Goal of the exercise –
From the records that follow, copy every line in which "below" appears.

Excerpted data –

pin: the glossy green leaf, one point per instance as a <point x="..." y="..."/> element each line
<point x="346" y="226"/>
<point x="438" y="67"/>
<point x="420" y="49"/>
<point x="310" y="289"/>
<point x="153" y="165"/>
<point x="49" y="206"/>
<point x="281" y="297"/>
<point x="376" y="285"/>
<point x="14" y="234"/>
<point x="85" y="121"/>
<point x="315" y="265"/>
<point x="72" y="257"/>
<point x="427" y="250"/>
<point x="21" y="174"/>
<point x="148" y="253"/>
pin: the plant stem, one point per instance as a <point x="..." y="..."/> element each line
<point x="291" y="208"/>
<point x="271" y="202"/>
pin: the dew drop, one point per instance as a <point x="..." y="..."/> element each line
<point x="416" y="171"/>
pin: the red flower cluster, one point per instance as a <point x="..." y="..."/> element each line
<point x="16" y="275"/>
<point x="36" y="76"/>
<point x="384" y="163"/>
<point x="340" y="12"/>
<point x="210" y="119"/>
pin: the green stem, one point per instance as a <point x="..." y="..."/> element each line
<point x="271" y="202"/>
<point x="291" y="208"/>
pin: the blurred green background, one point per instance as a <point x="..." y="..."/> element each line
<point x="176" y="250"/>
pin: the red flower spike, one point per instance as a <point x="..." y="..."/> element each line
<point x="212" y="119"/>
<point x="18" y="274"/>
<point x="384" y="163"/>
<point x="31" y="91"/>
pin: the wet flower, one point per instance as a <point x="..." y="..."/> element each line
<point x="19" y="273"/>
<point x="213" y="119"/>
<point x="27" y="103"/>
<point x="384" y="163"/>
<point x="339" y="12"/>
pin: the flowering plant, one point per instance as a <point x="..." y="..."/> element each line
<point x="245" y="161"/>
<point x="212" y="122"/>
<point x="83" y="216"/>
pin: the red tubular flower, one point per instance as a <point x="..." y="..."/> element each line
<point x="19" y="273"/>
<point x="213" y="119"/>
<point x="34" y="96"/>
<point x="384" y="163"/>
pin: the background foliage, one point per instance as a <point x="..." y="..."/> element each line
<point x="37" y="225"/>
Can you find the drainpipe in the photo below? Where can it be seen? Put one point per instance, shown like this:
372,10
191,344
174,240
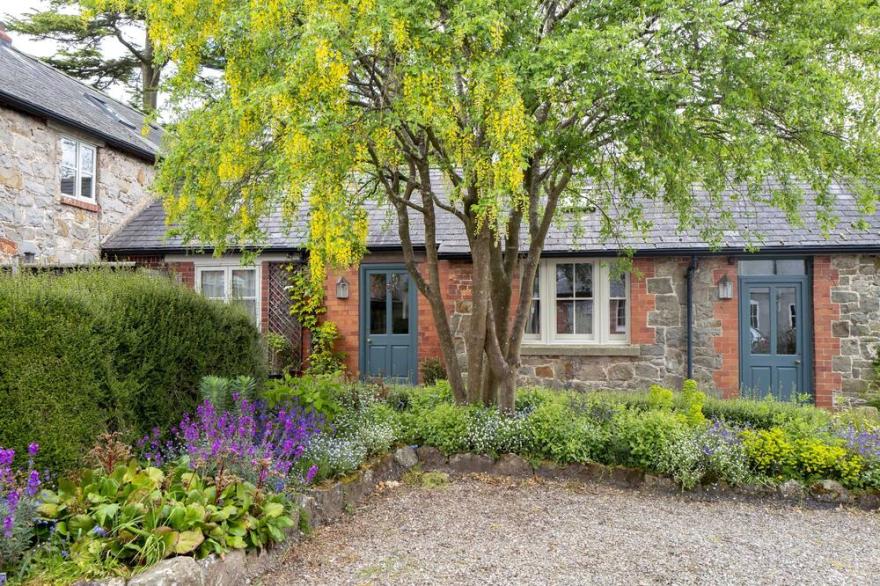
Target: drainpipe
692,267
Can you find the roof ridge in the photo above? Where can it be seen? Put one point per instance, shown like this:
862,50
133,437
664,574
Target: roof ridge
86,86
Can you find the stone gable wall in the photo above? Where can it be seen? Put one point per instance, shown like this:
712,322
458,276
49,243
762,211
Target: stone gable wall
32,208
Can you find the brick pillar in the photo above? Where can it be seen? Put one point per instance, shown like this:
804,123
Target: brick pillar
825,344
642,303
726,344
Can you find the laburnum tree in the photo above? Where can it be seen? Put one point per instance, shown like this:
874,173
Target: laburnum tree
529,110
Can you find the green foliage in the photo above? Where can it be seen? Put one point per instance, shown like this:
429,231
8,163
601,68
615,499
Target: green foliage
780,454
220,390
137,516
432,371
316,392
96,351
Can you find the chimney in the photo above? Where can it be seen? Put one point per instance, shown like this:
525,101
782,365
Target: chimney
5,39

---

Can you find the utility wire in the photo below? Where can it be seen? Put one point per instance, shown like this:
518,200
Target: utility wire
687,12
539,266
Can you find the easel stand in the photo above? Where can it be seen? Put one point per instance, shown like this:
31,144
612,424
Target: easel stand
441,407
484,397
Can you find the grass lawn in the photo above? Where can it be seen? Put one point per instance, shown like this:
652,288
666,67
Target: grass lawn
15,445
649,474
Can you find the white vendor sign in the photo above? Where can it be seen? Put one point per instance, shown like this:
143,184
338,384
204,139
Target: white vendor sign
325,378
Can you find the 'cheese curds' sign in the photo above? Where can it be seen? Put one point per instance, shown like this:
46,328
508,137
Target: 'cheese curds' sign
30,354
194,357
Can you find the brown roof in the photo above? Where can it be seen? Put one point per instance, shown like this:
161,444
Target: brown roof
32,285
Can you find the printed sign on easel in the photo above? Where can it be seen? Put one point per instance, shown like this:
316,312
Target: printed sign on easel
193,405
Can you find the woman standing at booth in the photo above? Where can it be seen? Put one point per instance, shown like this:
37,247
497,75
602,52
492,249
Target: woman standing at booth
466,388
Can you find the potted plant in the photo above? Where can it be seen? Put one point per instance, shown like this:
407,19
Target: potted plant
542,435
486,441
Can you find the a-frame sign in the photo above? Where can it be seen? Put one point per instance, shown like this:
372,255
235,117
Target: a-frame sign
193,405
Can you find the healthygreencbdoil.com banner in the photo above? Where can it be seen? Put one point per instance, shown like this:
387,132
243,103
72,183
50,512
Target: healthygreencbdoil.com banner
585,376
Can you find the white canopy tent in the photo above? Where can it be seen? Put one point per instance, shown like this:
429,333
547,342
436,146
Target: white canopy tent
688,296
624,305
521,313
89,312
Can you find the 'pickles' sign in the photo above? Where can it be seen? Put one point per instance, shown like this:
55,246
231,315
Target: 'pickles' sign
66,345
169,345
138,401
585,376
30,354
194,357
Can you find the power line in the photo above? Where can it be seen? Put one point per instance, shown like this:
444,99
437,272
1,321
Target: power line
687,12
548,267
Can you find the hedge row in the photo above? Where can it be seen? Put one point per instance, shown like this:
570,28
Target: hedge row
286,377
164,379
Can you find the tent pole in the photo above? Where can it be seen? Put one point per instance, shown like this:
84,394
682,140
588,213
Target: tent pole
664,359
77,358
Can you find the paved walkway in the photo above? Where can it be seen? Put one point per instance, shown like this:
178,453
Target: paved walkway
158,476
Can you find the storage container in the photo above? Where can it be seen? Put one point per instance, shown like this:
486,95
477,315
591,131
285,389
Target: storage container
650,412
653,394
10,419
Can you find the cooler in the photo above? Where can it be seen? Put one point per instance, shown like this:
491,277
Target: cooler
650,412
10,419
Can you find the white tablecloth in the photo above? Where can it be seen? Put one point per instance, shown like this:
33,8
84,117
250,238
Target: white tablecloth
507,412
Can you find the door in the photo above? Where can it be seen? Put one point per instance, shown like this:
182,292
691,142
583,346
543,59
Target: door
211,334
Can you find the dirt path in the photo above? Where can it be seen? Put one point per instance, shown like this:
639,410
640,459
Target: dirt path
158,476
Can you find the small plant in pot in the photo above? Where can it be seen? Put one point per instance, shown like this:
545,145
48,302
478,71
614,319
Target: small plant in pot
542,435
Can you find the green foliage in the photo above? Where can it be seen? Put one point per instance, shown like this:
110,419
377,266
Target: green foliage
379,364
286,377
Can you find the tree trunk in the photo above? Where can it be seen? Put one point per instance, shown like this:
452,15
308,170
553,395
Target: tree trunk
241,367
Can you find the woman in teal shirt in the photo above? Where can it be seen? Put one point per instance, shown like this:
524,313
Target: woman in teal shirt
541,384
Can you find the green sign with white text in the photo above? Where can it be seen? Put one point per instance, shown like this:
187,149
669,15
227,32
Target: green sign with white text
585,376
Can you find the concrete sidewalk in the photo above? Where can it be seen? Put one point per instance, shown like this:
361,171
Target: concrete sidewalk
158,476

...

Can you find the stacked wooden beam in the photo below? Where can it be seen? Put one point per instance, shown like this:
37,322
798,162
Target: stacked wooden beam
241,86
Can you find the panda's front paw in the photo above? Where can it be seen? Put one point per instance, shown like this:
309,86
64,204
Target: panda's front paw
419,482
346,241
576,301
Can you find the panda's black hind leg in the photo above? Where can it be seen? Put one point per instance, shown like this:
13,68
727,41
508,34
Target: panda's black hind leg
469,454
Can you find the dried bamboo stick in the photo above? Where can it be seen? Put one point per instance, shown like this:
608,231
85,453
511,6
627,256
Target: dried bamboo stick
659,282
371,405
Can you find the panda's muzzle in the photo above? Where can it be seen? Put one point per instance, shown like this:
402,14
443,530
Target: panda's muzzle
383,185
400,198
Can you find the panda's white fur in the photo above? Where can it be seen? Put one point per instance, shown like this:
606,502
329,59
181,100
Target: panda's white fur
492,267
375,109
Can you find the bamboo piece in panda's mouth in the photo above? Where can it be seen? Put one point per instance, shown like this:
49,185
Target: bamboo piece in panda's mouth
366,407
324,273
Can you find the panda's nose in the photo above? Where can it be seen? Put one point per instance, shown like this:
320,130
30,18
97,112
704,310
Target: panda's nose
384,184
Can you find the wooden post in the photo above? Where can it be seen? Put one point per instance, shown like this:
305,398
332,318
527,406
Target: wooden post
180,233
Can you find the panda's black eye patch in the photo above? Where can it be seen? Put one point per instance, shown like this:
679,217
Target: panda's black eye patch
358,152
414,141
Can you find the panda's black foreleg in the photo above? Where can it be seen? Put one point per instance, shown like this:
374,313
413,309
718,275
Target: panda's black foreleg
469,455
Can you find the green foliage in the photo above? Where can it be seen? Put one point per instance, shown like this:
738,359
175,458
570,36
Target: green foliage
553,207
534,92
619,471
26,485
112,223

Task solution –
Can you find the drainpipe in the photo below? Where can it be seen? Put one point per instance, shown like this:
Can you find the utility wire in the photo below? Where can it be seen? Put one point per instance, shown like this:
Can you find the stacked wooden beam in the photo below? Where can it be seen? Put one point per instance, shown like this:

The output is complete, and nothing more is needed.